** THE TASK **
Every line between the top of the data below and the line with "Expected output: a single point for each instance of the string", both ends included, must be retyped exactly.

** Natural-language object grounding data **
•••

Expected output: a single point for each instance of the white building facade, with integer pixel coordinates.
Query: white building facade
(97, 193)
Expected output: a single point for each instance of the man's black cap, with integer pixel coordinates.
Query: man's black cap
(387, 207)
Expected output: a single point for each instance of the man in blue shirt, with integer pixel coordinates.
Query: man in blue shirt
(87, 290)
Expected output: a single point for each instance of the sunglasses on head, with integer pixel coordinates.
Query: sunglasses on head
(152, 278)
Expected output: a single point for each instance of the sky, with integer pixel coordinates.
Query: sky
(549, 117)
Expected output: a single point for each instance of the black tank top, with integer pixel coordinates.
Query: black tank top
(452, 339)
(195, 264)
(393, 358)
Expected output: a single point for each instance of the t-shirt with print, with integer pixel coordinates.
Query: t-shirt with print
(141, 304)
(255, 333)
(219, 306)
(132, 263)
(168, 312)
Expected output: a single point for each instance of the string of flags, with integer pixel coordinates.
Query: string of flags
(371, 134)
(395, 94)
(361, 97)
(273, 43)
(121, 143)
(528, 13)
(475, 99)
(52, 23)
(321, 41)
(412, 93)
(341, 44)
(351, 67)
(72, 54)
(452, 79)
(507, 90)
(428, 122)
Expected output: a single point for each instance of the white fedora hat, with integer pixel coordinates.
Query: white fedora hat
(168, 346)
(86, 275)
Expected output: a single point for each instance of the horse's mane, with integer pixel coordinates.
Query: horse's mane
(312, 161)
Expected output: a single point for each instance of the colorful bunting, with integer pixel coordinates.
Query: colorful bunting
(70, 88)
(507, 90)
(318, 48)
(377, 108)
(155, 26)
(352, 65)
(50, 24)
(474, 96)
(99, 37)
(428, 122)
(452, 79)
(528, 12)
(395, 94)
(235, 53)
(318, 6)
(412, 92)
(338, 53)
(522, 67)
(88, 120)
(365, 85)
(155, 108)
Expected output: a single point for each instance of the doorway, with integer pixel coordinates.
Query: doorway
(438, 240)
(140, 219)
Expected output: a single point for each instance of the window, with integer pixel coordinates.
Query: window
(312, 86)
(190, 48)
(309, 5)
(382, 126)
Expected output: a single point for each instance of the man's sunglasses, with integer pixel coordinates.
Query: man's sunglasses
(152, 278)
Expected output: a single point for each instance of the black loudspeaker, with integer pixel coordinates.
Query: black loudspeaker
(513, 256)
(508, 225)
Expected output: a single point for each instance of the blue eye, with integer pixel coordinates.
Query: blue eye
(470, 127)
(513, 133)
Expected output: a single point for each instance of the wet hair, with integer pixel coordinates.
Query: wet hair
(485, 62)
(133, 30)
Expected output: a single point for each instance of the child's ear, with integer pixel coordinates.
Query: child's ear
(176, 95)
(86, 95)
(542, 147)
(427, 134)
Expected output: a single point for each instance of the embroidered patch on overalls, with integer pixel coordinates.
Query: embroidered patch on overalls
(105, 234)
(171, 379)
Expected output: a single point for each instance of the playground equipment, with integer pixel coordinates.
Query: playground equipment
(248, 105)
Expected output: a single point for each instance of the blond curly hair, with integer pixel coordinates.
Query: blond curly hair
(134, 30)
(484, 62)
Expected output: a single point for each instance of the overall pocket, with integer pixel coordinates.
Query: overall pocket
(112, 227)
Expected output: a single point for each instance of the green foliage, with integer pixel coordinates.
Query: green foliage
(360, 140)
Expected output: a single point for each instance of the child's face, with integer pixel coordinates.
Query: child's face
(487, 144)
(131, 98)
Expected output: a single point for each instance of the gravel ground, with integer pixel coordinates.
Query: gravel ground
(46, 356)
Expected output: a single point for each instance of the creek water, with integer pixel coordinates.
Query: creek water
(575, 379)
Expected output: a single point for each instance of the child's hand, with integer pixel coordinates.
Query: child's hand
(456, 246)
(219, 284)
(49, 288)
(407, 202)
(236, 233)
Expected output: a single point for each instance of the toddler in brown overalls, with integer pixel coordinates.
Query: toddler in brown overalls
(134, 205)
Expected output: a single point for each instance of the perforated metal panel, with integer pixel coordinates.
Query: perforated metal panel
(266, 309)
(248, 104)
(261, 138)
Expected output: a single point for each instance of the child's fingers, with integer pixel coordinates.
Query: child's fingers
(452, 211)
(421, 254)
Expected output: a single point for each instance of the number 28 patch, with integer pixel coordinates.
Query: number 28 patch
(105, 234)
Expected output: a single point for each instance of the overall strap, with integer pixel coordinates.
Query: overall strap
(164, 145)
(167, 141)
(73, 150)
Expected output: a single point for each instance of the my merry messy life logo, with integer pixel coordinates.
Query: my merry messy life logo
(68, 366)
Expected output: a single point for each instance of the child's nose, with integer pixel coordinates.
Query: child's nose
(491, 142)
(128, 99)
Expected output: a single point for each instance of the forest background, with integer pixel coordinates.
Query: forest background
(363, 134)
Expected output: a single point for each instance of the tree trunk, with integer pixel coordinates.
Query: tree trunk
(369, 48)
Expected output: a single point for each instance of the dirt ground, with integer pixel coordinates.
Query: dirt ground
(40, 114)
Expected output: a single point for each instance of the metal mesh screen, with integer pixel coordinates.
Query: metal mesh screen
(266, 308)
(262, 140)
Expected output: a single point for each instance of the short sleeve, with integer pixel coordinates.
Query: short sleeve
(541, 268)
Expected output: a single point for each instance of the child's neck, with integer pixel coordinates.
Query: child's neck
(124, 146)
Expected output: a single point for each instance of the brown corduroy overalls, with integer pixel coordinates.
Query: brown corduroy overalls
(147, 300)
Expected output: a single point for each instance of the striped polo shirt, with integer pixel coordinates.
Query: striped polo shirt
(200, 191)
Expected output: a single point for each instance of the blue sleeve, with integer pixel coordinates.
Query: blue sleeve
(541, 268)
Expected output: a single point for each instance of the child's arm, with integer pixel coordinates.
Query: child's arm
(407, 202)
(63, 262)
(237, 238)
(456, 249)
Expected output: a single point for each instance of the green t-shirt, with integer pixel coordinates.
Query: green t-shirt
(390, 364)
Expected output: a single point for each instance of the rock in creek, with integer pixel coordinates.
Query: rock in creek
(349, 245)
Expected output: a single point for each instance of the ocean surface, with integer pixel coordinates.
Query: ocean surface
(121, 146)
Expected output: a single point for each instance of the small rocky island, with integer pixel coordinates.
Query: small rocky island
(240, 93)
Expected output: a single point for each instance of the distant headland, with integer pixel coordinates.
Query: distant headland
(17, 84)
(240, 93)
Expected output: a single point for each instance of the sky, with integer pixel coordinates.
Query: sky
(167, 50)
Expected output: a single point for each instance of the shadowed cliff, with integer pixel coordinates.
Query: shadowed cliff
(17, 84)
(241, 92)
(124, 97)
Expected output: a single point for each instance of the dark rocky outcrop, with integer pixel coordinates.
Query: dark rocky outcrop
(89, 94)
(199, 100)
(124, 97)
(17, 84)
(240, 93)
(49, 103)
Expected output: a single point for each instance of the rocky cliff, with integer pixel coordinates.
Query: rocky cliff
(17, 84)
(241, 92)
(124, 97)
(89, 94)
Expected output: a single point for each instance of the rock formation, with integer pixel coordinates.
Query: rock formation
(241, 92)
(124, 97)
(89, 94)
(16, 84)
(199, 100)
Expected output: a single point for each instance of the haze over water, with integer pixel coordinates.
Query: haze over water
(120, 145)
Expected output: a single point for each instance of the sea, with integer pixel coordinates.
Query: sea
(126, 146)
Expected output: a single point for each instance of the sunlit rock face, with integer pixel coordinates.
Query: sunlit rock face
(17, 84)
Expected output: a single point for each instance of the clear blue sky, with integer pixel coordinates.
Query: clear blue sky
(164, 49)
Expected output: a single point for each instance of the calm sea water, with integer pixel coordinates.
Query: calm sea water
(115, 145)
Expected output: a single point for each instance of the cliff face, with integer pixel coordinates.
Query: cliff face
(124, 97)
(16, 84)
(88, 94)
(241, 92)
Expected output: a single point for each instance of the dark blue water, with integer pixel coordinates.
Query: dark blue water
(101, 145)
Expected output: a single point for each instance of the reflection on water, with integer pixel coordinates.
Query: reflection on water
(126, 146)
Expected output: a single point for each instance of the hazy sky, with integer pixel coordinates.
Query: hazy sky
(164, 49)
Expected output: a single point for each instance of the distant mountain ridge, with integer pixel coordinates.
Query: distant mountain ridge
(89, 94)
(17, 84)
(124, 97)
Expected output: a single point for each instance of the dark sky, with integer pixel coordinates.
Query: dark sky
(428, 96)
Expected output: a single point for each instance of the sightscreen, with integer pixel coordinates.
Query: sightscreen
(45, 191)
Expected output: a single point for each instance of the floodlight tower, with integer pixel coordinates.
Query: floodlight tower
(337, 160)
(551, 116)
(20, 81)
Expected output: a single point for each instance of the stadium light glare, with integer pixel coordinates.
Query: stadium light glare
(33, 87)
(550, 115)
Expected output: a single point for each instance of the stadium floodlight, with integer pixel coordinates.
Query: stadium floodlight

•••

** RESULT **
Expected output: a single point for each instance of the white building facade, with integer pixel coordinates.
Query: white building facade
(97, 193)
Expected output: a single point for each instance of the man's black cap, with integer pixel coordinates.
Query: man's black cap
(387, 207)
Expected output: a single point for each instance of the man in blue shirt, with integer pixel coordinates.
Query: man in blue shirt
(87, 290)
Expected output: a single point for each instance of the sunglasses on head, with integer pixel coordinates.
Query: sunglasses on head
(152, 278)
Expected output: a single point for each instance of the sky, with integer pixel coordinates.
Query: sky
(549, 117)
Expected output: a single point for each instance of the black tank top, with integer pixel coordinates.
Query: black tank top
(452, 339)
(195, 264)
(393, 358)
Expected output: a single point for each instance of the t-shirt with print, with integer pixel coordinates.
Query: t-shirt with print
(141, 304)
(255, 333)
(219, 306)
(132, 263)
(168, 312)
Expected output: a single point for each instance of the string of flags, with integer pixel coordinates.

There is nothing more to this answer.